Extracted records: Begin
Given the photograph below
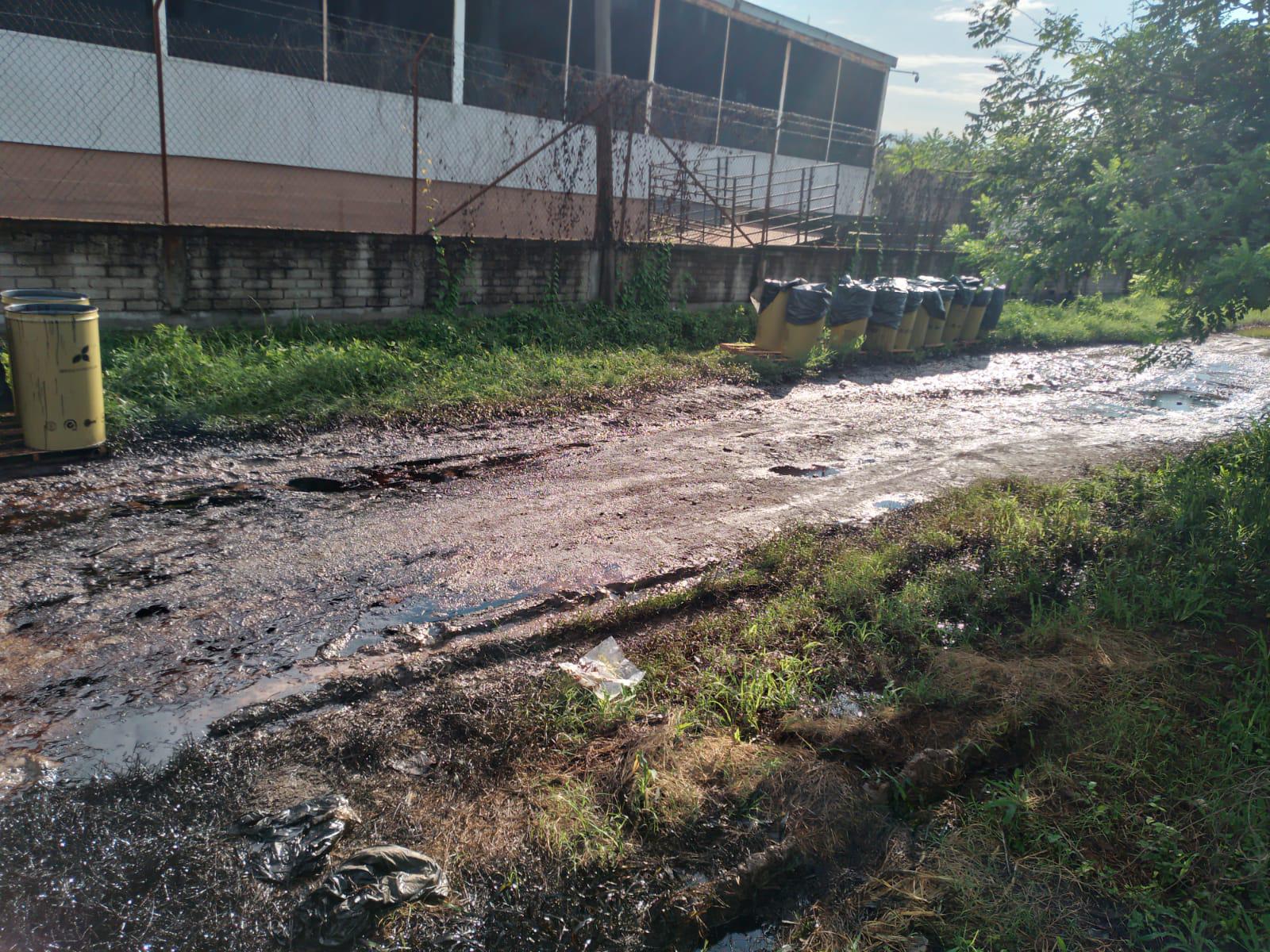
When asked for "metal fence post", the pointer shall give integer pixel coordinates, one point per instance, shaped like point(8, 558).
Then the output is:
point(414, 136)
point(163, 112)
Extracted records: End
Your task = Copy these entries precisely and drop any picture.

Expected answer =
Given the photograph below
When asked for "metal fence post", the pointer shall give integer pixel coordinates, one point per instance, shaped like point(8, 558).
Then the output is:
point(414, 136)
point(163, 112)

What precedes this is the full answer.